+++ Selected extract +++

We'll set some project variables, including the file name, and then import the data into agate.

In [49]:
# This is the source file, which should be donwloaded
file = '../mixbev-files/2017/Mixed_Beverage_Gross_Receipts_2017_09.csv'

In [50]:
#Helps us import some text fields that may be considered numbers in error.
specified_types = {
    'Taxpayer Number': agate.Text(),
    'Location Number': agate.Text(),
    'Taxpayer Zip': agate.Text(),
    'Location Zip': agate.Text(),
    'Location County': agate.Text(),
    'Taxpayer County': agate.Text()
}

# this imports the file specified above, along with the proper types
mixbev_raw = agate.Table.from_csv(file, column_types=specified_types)

# prints table fields so we an check thoes data types
print(mixbev_raw)

| column                     | data_type |
| -------------------------- | --------- |
| Taxpayer Number            | Text      |
| Taxpayer Name              | Text      |
| Taxpayer Address           | Text      |
| Taxpayer City              | Text      |
| Taxpayer State             | Text      |
| Taxpayer Zip               | Text      |
| Taxpayer County            | Text      |
| Location Number            | Text      |
| Location Name              | Text      |
| Location Address           | Text      |
| Location City              | Text      |
| Location State             | Text      |
| Location Zip               | Text      |
| Location County            | Text      |
| Inside/Outside City Limits | Boolean   |
| TABC Permit Number         | Text      |
| Responsibility Begin Date  | Date      |
| Responsibility End Date    | Date      |
| Obligation End Date        | Date      |
| Liquor Receipts            | Number    |
| Wine Receipts              | Number    |
| Beer Rece

## Create establishment column

We do this so we make sure we have single establishments instead of grouping trade names together from different addresses, like 'CHILI'S BAR & GRILL'.

In [51]:
# Concatenates the name and address
mixbev_establishment = mixbev_raw.compute([
    ('Establishment', agate.Formula(agate.Text(), lambda row: '%(Location Name)s (%(Location Address)s)' % row))
])

# Uncomment line below to print Establishment to check what is looks like
# mixbev_establishment.select('Establishment').limit(5).print_table(max_column_width=80)

## Import and merge counties lookup table

We do this to get county names. I got this list from the comptroller.

NOTE: Wisdom would suggest we join on the code column from counites, but the data.texas.gov data does not have the zero padding from those values, so I'm using the id column.

In [52]:
# importing countes.csv, ensuring that the 'code' column is text
counties = agate.Table.from_csv('../resource-files/counties.csv', column_types={
    'code': agate.Text(),
    'id': agate.Text()
})

# uncomment below to peek at the column names and an example
# print(counties)
# counties.limit(5).print_table()

# joines the counties table to the mixed bev cleaned data with establishments
mixbev_joined = mixbev_establishment.join(counties, 'Location County', 'id')

+++ Dataset section +++

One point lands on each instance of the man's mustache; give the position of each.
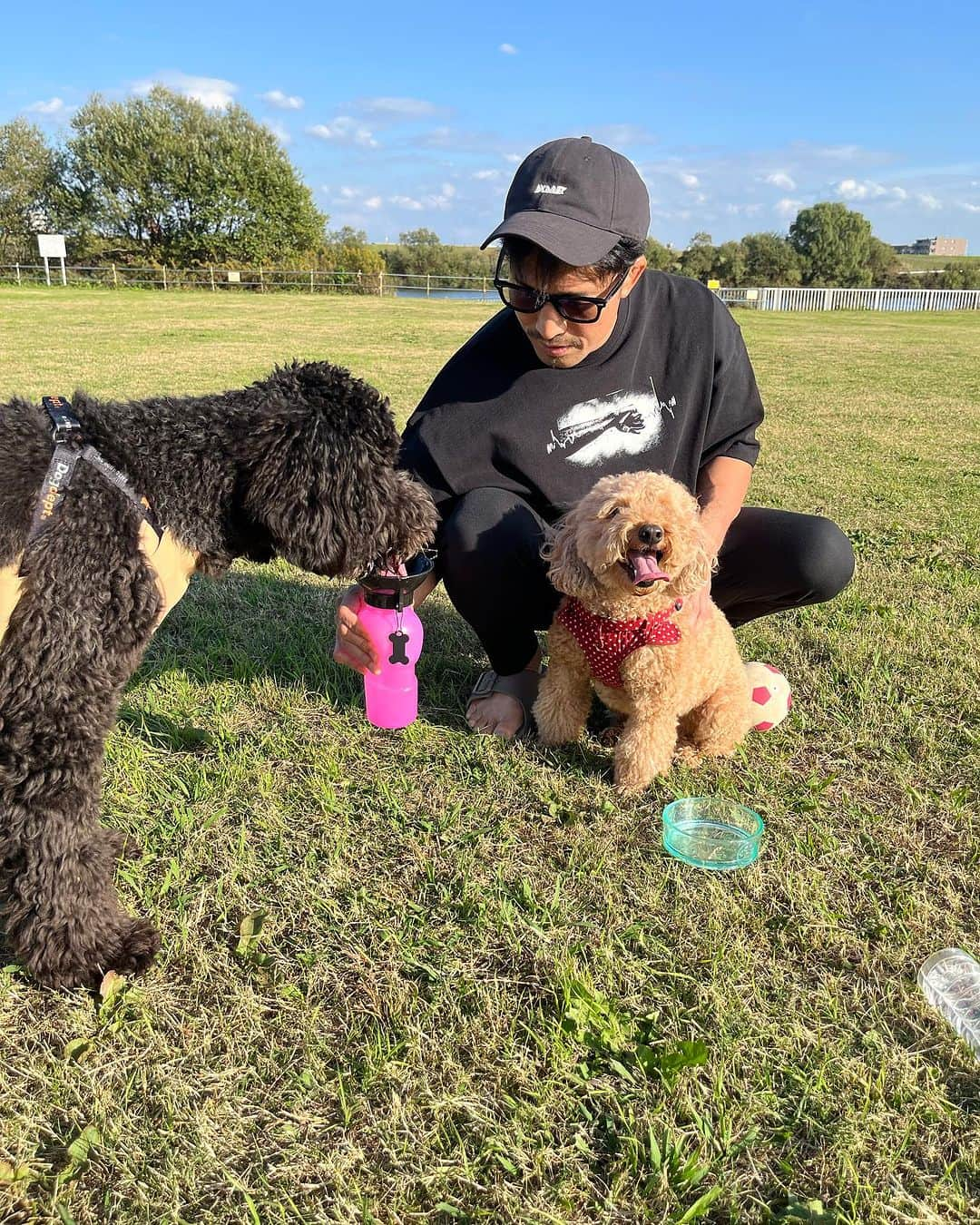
(570, 342)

+++

Exercise instructions ▸
**1.** Retype the part of the mixed beverage notebook that opens with the words containing "We do this to" and closes with "the id column.".
**2.** Continue the mixed beverage notebook past its final line.
The listing has no connection to the mixed beverage notebook.

Expected answers ▸
**1.**
We do this to get county names. I got this list from the comptroller.

NOTE: Wisdom would suggest we join on the code column from counites, but the data.texas.gov data does not have the zero padding from those values, so I'm using the id column.

**2.**
# uncomment below if you want to check that the merge was succesful 
# print(mixbev_joined)

In [53]:
# get just the columns we need and rename county
# THIS is the finished, cleaned mixbev table
mixbev = mixbev_joined.select([
    'Location Name',
    'Location Address',
    'Establishment',
    'Location City',
    'Location State',
    'Location Zip',
    'county',
    'Total Receipts',
    'Obligation End Date'
]).rename(column_names = {
    'Location Name' : 'Name',
    'Location Address' : 'Address',
    'Location City': 'City',
    'Location State': 'State',
    'Location Zip': 'Zip',
    'Total Receipts' : 'Receipts',
    'county': 'County',
    'Obligation End Date': 'Report date'
})

# peek at the column names
print(mixbev)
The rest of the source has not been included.